§ VORGEGEBENER TEXT
Einleitung: Die Chromosomen 1p/19q-Ko-Deletion ist ein robuster molekularer Marker für die Diagnose von oligodendroglialen Tumoren und wurde in die modifizierte WHO-Klassifikation von 2016 aufgenommen. Obwohl die Behandlung des Oligodendroglioms umstritten ist, gilt die Upfront-Chemotherapie als eine der Behandlungsoptionen für niedriggradige Tumore. Wir haben alle 1p/19q ko-deletierten Oligodendrogliome, sowohl Grad II als auch III, mit Upfront-Chemotherapie ohne konventionelle Strahlentherapie seit 20 Jahren behandelt. Die klinischen Erfahrungen aus dieser Studie können für das Verständnis der biologischen Eigenschaften von Oligodendrogliomen mit 1p/19q-Ko-Deletion in Richtung Präzisionsmedizin von Bedeutung sein.
Methoden: Es handelt sich um eine retrospektive Langzeitdatenerhebung der nicht-selektierten Patienten mit 1p/19q-Kodeletion-Oligodendrogliomen, die einheitlich mit einer Up-Front-Chemotherapie behandelt wurden. Siebzig konsekutive Patienten (48 mit Grad II und 22 mit Grad III Tumoren) wurden eingeschlossen.
Ergebnisse: Die mediane Nachbeobachtungszeit betrug 13 Jahre. Die 5-, 10- und 15-Jahresraten des progressionsfreien Überlebens (PFS) betrugen 85,7 %, 54,8 % bzw. 31,5 %, das mediane PFS 146 Monate. In den meisten Fällen blieb das Tumorrezidiv lokal und konnte durch eine Salvage-Operation und/oder Chemotherapie kontrolliert werden. Die 5-, 10- und 15-Jahres-Gesamtüberlebensraten (OS) betrugen 96,8 %, 88,7 % bzw. 80,0 %, und das mediane OS wurde nicht erreicht. Diese Überlebensdaten sind im Vergleich zu früheren großen klinischen Studien mit Strahlentherapie günstig. Tumorgrade basierend auf der Klassifikation der Weltgesundheitsorganisation, Ausmaß der Operation und Alter beeinflussten weder PFS noch OS. Die meisten Patienten waren in der Lage, in ihr soziales Leben vor der Operation zurückzukehren.
Schlussfolgerungen: Die Langzeitergebnisse aus 20-jähriger Single-Institution-Erfahrung zeigen, dass Patienten mit 1p/19q-kodeletierten Oligodendrogliomen erfolgreich mit einer Up-Front-Chemotherapie allein behandelt werden können, ohne das OS zu beeinträchtigen.

§ AUFGABE
Wie lange betrug laut dem Text zu 1p/19q-kodeletierten Oligodendrogliomen die mediane Nachbeobachtungszeit? Antworte bitte in wenigen Wörtern.

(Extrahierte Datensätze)
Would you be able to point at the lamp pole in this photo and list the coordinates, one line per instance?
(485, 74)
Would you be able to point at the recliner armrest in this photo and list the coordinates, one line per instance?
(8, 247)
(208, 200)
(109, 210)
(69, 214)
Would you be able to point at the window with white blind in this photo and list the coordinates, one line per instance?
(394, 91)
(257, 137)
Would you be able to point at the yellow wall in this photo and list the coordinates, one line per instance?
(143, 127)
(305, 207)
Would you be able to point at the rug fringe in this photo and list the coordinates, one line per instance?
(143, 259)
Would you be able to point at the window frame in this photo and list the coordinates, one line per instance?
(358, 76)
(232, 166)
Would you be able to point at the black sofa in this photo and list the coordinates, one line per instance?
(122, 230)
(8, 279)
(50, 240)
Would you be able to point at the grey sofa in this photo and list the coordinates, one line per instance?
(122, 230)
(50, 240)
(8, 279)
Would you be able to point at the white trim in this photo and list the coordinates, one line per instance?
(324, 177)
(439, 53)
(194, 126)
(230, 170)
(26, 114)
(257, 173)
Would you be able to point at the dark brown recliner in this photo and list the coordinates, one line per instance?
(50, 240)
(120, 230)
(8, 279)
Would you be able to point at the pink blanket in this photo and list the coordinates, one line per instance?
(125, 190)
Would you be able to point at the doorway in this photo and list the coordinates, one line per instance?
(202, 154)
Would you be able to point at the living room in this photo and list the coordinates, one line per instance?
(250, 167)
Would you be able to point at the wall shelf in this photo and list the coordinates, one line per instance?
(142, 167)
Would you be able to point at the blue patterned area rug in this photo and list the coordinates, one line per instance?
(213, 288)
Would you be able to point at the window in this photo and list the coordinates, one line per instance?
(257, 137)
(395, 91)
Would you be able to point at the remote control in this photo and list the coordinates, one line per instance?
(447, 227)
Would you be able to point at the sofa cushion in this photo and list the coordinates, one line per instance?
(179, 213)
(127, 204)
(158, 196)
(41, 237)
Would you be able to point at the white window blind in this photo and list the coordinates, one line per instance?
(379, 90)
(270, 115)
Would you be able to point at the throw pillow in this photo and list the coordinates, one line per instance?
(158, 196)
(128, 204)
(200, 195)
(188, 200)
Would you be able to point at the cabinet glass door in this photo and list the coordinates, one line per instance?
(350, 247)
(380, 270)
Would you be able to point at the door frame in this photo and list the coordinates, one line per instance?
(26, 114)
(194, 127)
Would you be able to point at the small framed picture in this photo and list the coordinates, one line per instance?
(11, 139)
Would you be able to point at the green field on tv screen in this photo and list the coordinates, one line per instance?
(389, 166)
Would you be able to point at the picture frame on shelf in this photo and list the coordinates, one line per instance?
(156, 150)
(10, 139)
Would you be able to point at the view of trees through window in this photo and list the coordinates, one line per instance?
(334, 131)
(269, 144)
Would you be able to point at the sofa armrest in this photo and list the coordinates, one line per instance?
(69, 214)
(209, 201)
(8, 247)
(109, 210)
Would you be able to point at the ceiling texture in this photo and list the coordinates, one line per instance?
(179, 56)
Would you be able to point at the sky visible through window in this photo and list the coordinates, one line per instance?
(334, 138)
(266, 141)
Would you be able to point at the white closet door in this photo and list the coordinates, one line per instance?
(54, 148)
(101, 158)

§ ANTWORT
13 Jahre.